* [What you need to do]: Turn the stretch of records below, from the line containing "negative clicks: (331, 332)" through the line containing "box: [2, 206, 49, 313]", into a JSON list of strings with one string per line and no blank lines.

[Stored dataset items]
----
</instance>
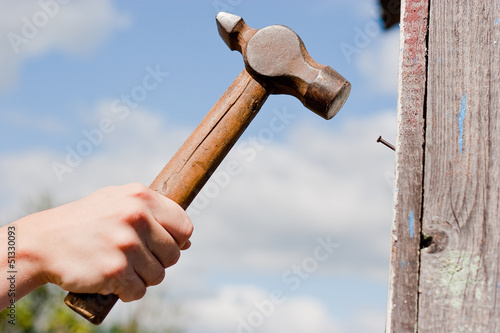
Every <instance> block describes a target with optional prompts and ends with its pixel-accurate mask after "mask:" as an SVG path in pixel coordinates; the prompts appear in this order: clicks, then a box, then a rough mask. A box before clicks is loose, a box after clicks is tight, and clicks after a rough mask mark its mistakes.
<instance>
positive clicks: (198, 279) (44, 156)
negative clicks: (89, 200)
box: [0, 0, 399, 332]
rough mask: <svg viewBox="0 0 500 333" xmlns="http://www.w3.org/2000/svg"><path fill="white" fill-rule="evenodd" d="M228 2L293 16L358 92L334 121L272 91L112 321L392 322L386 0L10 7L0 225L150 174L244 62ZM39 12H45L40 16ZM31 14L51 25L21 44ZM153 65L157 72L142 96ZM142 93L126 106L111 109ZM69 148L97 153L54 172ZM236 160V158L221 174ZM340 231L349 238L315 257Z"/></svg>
----
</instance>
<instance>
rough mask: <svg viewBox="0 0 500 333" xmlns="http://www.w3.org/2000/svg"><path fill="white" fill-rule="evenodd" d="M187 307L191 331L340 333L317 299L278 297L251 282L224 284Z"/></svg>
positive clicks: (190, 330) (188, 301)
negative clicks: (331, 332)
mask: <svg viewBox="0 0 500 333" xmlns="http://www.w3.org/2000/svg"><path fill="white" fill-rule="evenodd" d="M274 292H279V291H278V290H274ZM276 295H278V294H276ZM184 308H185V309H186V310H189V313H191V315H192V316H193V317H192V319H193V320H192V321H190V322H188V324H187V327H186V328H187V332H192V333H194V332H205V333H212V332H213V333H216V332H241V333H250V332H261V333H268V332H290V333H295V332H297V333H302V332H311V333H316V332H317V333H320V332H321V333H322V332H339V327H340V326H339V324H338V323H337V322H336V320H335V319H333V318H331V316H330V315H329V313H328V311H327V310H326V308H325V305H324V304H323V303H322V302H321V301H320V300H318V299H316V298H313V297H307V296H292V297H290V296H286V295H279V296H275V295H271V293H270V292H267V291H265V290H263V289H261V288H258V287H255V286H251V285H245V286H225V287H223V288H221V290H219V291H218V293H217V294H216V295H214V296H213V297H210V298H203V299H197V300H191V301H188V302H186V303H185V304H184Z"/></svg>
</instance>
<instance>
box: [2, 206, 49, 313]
----
* [Reply]:
[
  "negative clicks: (331, 332)",
  "mask: <svg viewBox=\"0 0 500 333\" xmlns=\"http://www.w3.org/2000/svg\"><path fill=\"white\" fill-rule=\"evenodd\" d=\"M274 292H279V291H278V290H274ZM276 295H278V294H276ZM184 308H185V309H186V310H189V313H191V315H192V316H193V317H192V319H193V320H192V321H190V322H188V324H187V327H186V328H187V332H192V333H194V332H205V333H212V332H213V333H216V332H241V333H250V332H261V333H268V332H290V333H295V332H297V333H302V332H311V333H316V332H317V333H320V332H321V333H322V332H339V327H340V326H339V324H338V323H337V322H336V320H335V319H333V318H331V316H330V315H329V313H328V311H327V310H326V308H325V305H324V304H323V303H322V302H321V301H320V300H318V299H316V298H313V297H307V296H292V297H290V296H286V295H279V296H275V295H271V293H270V292H267V291H265V290H263V289H261V288H258V287H255V286H251V285H245V286H225V287H223V288H221V290H219V291H218V293H217V294H216V295H214V296H213V297H210V298H203V299H197V300H191V301H188V302H186V303H185V304H184Z\"/></svg>",
  "</instance>",
  "<instance>",
  "box: [2, 206, 49, 313]"
]